Direction: Continue the interview with photographer Tobias Zielony that follows, picking up right after its last sentence.
──────── Excerpted text
Tobias Zielony | Desire for Narratives
Dezember 2, 2008 · Print This Article

Documentation, photo report or concept art? In terms of form and content, Tobias Zielony moves between categories which already haven’t been any for a long time. He portrays young people in California and gangsters in Canada, lowers his gaze on living machines and deserts, observes the social qualities of places off the beaten track. We spoke to the photographer and filmmaker, born in 1973, about how traces of memory surface in photos, where the final frontier is, how photo knowledge circulates and also about control, posing and accidents. The Museum of Photography in Braunschweig is now showing a survey of his works.
You photographed groups of young people in California, Poland and other places. What’s the difference?
The idea came from an observation. When I returned to Leipzig after Great Britain, I noticed how closely the scenes and places resemble one another—not only in terms of architecture and clothing. It also has to do with what the young people do, how they hang out by cars, the places they like going to. Of course, in terms of social, political or economic structures, there are analogies between Newport in Wales, a working-class town where I studied, and Halle or Halle-Neustadt. But what’s interesting is that the people don’t know anything about each other.
At first glance, the Polish youth look a lot like the people in Trona, California.
The people wear the same clothing, watch the same films and TV shows—that has to do with globalization—and the think about it. That’s the level where there are similarities. Not through direct exchange, but facilitated by the media through magazines, films and TV. But there are very big differences between Trona and Poland. In my work, I don’t want to censor or iron out these differences. Trona is in California’s desert. There’s a chemical factory there, which laid off a lot of employees. There’s crystal meth and other drugs there. For me, Trona stands for a lot of cities in impoverished rural America—but at the same time also for the pioneer spirit of the settlers to make this land that’s actually inhospitable farmable. But now they are sitting in their broken wooden huts and don’t have any more work. I’m more interested in these location-specific stories and connections.

Dirt Field, from the series: Trona – Armpit of America, 2008, © Tobias Zielony
Is that why you are taking more photos of landscapes and cityscapes without people?
No, that has been the case since the beginning. Of course, for me, it’s about the people I photograph. But the places and how people interact with these places is just as important. The first series already featured photos without people—of architecture and landscape. At the same time, I am referring to the photo-report tradition. Even if I continue to undermine or question this tradition, there are fragments that continue to surface through today. Firstly, that’s the juxtaposition of very different
photo genres: portraits, group portraits, details, landscape, action. But there are also parallels to film, the various takes, the change from close-ups and overall shots—the notion of a narration, which one offers, but doesn’t necessarily confirm.
────────────────
──────── Material supplied
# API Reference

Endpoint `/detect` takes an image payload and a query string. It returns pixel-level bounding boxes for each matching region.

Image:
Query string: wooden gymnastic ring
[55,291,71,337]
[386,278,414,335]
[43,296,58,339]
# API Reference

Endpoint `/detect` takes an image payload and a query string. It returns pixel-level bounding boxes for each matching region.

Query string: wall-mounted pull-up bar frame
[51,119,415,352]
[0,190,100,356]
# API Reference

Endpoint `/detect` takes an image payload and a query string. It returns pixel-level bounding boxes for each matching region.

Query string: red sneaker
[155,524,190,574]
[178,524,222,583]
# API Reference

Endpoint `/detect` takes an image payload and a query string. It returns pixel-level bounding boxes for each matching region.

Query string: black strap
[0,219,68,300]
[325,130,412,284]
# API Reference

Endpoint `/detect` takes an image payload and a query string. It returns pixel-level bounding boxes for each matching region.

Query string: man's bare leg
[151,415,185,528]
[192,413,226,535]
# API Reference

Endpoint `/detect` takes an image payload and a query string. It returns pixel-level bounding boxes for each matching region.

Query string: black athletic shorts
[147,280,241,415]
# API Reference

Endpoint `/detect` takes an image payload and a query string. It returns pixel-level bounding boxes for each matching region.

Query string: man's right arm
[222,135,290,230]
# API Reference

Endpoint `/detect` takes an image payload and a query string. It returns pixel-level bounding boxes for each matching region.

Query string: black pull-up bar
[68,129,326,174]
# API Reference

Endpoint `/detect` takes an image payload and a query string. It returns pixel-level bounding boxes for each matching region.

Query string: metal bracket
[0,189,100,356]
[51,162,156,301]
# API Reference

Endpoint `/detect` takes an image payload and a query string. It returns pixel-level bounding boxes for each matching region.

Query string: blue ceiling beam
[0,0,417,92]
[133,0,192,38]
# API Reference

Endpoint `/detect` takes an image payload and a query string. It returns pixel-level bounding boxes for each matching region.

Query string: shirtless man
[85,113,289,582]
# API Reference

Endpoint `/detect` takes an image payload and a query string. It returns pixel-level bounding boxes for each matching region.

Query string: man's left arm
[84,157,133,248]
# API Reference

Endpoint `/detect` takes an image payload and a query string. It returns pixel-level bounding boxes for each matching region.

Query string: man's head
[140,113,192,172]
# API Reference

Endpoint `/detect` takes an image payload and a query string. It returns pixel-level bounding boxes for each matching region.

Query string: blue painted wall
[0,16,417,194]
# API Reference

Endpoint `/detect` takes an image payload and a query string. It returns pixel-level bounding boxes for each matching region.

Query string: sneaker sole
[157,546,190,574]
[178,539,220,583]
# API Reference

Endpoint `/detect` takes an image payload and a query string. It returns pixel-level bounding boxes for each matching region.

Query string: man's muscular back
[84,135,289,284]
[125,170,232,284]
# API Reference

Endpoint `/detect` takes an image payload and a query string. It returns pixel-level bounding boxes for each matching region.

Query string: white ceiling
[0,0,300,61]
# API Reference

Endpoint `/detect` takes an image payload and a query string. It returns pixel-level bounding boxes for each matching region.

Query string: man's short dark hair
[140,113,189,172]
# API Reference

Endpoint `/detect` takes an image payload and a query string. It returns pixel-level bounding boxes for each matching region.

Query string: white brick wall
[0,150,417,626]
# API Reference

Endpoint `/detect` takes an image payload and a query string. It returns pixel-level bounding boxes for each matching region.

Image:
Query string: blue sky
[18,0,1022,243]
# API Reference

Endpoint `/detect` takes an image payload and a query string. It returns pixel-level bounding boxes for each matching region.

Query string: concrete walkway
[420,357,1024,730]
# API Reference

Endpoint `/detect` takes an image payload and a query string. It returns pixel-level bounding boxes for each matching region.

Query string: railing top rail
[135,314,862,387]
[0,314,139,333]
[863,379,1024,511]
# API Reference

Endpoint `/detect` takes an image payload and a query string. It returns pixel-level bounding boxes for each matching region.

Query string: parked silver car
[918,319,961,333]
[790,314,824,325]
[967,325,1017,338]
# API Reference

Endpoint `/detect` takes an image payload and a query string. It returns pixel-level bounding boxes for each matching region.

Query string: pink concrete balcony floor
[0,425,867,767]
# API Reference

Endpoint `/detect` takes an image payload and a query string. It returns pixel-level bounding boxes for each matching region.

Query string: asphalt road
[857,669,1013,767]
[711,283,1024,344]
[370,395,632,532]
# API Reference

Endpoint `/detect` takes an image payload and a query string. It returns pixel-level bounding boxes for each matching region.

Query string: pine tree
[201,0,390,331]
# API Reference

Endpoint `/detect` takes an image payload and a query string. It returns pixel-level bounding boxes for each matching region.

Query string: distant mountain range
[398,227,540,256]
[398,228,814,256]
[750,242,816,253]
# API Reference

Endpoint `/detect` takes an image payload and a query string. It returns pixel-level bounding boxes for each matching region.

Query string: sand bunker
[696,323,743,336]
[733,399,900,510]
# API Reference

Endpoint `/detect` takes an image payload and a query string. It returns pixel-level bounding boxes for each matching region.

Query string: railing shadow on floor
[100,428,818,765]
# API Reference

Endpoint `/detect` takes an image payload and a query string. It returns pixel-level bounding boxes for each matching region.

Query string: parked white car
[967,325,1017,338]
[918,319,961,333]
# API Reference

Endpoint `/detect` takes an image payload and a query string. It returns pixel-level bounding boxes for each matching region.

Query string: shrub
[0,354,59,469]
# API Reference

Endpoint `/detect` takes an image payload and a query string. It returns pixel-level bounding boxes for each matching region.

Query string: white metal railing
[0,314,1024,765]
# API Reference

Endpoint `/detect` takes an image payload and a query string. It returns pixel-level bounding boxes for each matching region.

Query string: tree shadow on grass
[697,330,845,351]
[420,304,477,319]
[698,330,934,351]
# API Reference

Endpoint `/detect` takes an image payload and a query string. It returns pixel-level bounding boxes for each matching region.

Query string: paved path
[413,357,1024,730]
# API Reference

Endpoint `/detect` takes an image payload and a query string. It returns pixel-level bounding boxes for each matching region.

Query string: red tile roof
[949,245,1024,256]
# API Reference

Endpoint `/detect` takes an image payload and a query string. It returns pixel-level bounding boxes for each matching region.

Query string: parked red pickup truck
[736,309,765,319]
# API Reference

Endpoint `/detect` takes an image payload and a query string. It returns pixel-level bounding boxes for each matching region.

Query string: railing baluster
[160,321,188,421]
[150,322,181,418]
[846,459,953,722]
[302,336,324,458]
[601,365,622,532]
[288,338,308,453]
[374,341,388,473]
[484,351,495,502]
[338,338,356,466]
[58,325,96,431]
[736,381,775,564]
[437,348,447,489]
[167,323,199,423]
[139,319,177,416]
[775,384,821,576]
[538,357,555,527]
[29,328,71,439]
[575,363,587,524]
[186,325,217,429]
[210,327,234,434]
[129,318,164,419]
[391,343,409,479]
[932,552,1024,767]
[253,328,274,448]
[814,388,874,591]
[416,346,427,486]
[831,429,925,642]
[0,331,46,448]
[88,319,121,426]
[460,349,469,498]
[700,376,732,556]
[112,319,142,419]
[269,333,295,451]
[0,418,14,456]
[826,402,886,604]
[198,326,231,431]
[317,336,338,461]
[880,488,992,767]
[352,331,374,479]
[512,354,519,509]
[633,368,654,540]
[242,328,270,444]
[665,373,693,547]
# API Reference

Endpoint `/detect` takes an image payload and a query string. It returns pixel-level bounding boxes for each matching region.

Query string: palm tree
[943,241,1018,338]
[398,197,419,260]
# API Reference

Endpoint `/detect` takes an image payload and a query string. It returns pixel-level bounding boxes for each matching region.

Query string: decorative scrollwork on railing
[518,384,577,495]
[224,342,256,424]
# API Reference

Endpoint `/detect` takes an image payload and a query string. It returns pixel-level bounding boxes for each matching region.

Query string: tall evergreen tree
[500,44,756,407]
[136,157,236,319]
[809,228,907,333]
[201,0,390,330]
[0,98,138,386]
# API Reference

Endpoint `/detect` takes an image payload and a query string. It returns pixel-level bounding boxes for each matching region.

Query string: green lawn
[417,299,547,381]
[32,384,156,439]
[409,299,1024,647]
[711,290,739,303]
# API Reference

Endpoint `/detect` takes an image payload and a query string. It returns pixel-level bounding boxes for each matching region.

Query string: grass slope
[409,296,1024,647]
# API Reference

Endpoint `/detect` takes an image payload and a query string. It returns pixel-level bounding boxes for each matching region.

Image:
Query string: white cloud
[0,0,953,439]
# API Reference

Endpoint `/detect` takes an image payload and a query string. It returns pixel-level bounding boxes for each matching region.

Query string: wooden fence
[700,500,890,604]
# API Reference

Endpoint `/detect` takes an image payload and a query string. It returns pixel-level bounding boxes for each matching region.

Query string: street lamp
────────────────
Task response:
You have now shot your second film.
“The Deboard” came into being last year in Winnipeg, Canada. This year we edited it and did the final work. The film was screened in August at the festival in Locarno. (And recently at the Copenhagen Documentary Film Festival – the editor.) But I didn’t at all go to Winnipeg intending to shoot a film, although I think about film a lot and of course really enjoy watching films…
But you don’t just spontaneously shoot a film…
Yes, you do. That was actually relatively spontaneous. I also think it emerged from the desire to not let these stories that I accumulate in my memory, but which aren’t always visible in the photos, be swept under the table. In Winnipeg I met an Indian gangster who told me an incredible prison story. He tried to get out of a gang. To do so, there’s “the deboard” ritual: three people try to kill him by beating him up for five minutes, and if he survives he can leave the gang. Only he was the leader of a gang in prison and so to speak commanded his own people to try to kill him.

13 Ball, from the series: Trona – Armpit of America, 2008, © Tobias Zielony
Did you have a fictional screenplay in mind or is everything a documentary?
It’s definitely a documentary film, because both of the film’s levels are documentary. There’s the narrated level, which is the voice of the Indian telling his story even if he fictionalizes this himself. But it’s not only about the question of whether the story is true or not. And then there’s the visual level, which I mainly filmed in a prison near Winnipeg. But what happened is that the two levels don’t always coincide. They run counter to one another. Sometimes they agree, sometimes they don’t, so you ask yourself which story is being told here and who is telling what. Also questioned are the means you can use to actually tell about something like this deboard ritual. Is there a true, objective version? And what’s my position as a documentary filmmaker when I get involved?
To what extent do you immerse yourself in the groups you photograph?
That really varies. In my new work in Naples, it’s almost only about architecture. “The Deboard” is about a person and Indian gangs in general. Sometimes I work with groups and sometimes I don’t. Sometimes I spend a long time someplace and get to know the people, and sometimes, like in Poland, I just spend a few days there, but very intensively.
Is it hard to establish contacts?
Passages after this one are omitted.